___ Provided data
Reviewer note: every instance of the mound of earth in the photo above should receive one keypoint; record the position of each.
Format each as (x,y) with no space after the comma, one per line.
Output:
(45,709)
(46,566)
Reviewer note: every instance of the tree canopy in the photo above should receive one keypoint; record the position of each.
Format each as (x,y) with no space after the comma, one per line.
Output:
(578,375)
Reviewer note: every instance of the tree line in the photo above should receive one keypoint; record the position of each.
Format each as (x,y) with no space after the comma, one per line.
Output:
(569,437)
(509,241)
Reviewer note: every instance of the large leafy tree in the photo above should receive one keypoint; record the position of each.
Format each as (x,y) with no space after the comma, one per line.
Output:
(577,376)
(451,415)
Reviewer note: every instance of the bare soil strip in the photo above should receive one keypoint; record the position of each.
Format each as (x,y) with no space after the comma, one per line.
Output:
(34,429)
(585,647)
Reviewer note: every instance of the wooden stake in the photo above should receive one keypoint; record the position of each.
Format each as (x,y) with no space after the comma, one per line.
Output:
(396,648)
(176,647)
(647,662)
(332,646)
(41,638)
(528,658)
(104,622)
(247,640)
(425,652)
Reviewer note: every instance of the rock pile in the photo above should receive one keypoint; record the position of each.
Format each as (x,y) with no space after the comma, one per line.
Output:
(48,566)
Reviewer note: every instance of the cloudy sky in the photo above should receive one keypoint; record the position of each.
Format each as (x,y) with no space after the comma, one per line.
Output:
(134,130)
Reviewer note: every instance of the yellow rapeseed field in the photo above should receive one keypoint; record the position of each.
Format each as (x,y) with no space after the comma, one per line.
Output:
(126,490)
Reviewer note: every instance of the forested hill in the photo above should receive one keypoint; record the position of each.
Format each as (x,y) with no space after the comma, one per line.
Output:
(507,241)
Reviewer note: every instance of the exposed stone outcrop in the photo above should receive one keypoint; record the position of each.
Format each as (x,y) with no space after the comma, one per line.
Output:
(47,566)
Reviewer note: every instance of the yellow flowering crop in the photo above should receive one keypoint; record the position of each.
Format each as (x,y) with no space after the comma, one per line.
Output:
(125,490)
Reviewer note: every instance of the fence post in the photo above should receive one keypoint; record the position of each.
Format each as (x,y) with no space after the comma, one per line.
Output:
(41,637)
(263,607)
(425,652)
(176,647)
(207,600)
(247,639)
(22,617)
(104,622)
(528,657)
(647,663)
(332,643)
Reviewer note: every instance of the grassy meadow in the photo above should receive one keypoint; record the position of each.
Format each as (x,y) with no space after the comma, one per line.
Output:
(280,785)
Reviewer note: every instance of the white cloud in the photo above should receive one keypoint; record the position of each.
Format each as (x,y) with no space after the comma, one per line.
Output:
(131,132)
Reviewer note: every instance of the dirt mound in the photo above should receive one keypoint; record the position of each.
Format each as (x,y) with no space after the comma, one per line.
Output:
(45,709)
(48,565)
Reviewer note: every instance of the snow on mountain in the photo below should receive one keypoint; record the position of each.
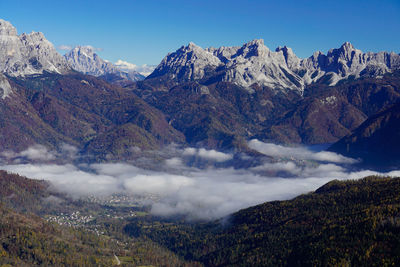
______
**The task:** Pick out every line in the data above that contains the string "tree", and copy each one in full.

**Response to this exercise:**
Reviewer note: every instance of the tree canopy in the photo above should receive one keypoint; record the position of each.
Reviewer note: every instance of the tree line in the photo above should receive one keypoint; record the position of each.
Reviewer note: every instance of the large leafy tree in the photo above should receive one keypoint; record the position of each.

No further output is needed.